Exercise >>
Revise the material below, putting "Mark" wherever "Annotate" occurs and leaving everything else unchanged. Omit the pictures from your answer.

[Records of labeled points]
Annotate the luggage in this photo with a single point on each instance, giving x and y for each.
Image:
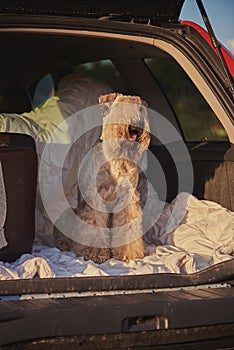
(18, 182)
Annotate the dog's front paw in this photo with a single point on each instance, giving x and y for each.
(97, 255)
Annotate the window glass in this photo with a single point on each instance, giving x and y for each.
(44, 90)
(105, 71)
(196, 118)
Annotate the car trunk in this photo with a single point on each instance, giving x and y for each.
(149, 310)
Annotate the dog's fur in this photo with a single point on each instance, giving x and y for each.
(124, 121)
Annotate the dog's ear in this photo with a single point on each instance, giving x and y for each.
(106, 101)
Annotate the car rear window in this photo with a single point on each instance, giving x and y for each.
(197, 120)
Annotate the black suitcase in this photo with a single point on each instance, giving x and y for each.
(18, 172)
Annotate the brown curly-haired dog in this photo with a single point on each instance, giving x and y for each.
(110, 224)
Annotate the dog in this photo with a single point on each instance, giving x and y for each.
(109, 207)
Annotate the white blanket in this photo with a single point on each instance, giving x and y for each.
(204, 237)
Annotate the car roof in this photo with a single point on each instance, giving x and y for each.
(160, 11)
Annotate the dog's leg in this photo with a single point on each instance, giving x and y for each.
(128, 230)
(92, 228)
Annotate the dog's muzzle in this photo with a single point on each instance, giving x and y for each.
(134, 133)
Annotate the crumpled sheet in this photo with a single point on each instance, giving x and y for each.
(204, 237)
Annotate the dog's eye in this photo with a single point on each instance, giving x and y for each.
(134, 133)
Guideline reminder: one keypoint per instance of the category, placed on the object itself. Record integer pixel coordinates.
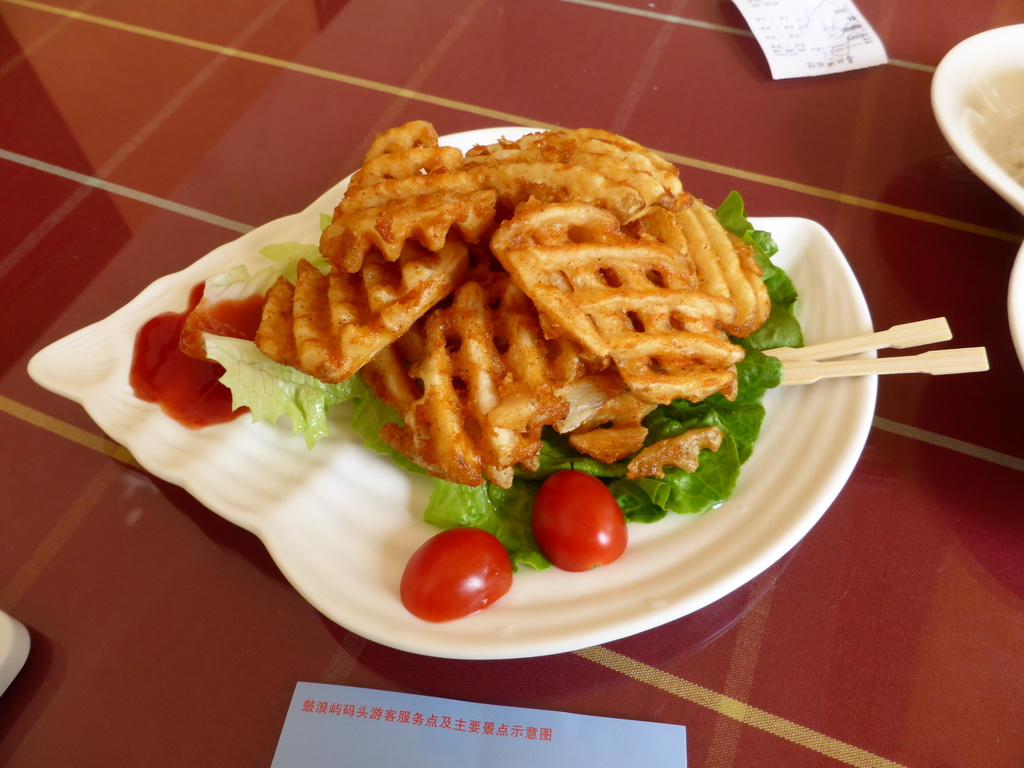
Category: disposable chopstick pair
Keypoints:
(807, 365)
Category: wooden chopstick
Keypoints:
(938, 361)
(897, 337)
(807, 365)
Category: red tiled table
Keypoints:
(134, 138)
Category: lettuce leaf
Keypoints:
(272, 391)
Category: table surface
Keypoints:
(135, 137)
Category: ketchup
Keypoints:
(169, 368)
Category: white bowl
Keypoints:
(978, 98)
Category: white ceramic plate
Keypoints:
(978, 98)
(14, 644)
(341, 522)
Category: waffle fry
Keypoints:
(632, 300)
(474, 403)
(605, 419)
(682, 452)
(564, 280)
(408, 189)
(588, 165)
(725, 265)
(329, 326)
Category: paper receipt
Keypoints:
(805, 38)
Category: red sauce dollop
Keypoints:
(186, 386)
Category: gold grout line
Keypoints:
(740, 673)
(498, 115)
(52, 543)
(73, 433)
(732, 708)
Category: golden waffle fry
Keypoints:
(725, 264)
(633, 300)
(682, 452)
(484, 388)
(408, 189)
(588, 165)
(605, 420)
(329, 326)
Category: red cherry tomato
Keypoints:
(578, 522)
(454, 573)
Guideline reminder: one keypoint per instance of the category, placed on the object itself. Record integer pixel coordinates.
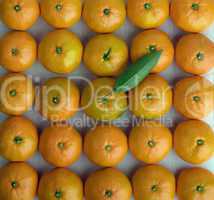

Response >>
Mark the luggage in this photo with a single point on each instance, giving x and y for each.
Image:
(18, 182)
Mark the dog's front paw in this photo with a single point on each instance, giving x and y for each.
(97, 255)
Mark the window glass in this photo with a single point on each instance, giving x and y for each.
(44, 90)
(105, 71)
(196, 118)
Mark the car trunk in this photo with a single point on each instance, giving x and y for each.
(149, 310)
Mark the dog's fur in this photo with a single point on each instance, giving x and y for each.
(124, 121)
Mark the dog's ear in this photo with a single point on each instance, giving x and y for each.
(106, 101)
Mark the car rear window in this photo with a single point on each instance, giving x and y for each.
(197, 120)
Mark the black suitcase in this photo with a single point on each instance, giving x and y for each.
(18, 172)
Mark the brown curly-haired dog in this photo with a single point on each instance, giving x and y for each.
(110, 224)
Mark the dog in this photo with a single point on each instance, giving x and y for each.
(109, 207)
Mark the white blanket in this photo with a single point on each instance, giving x and y for each.
(204, 237)
Mark the car roof in this photo with a single point on each instance, giving x and y for each.
(160, 11)
Mark the dog's leg in this photo with a single point on each instance, giving x and y for each.
(128, 230)
(92, 228)
Mark the dog's muzzle in this photo with a single point on each instance, giving x and y for each.
(134, 133)
Mark the crumpled sheet in this photo with a single point on each instance, giving x and y for each.
(204, 237)
Mark the dog's eye in this photo with a single point on each instance, giving x and y for each.
(134, 133)
Guideline reminder: one keypoint per instance of the category, placed on the object itself. Record integer pixel coordinates.
Category: disposable chopstick pair
Keypoints:
(807, 365)
Category: wooden chopstick
Keypoints:
(938, 361)
(897, 337)
(807, 365)
Category: red tiled table
Keypoints:
(134, 138)
Category: lettuce leaf
Keypoints:
(272, 391)
Category: table surface
Keypoints:
(135, 137)
Category: ketchup
Keypoints:
(169, 368)
Category: white bowl
Keypoints:
(978, 98)
Category: white ceramic plate
Keypoints:
(978, 98)
(14, 644)
(341, 522)
Category: waffle fry
Keypoints:
(632, 300)
(474, 403)
(605, 419)
(682, 452)
(564, 280)
(408, 189)
(588, 165)
(725, 265)
(329, 326)
Category: paper receipt
Keypoints:
(805, 38)
Category: red sauce dollop
Keypoints:
(186, 386)
Category: gold grout line
Keypoints:
(740, 673)
(498, 115)
(52, 543)
(73, 433)
(732, 708)
Category: golden waffle fry
Keypoints:
(725, 264)
(633, 300)
(682, 452)
(484, 388)
(408, 189)
(588, 165)
(605, 420)
(329, 326)
Category: red cherry tomato
Keypoints:
(578, 522)
(454, 573)
Guideline reminder: one keypoint per instance of the category, placed on the object itself. Record integer pixel coordinates.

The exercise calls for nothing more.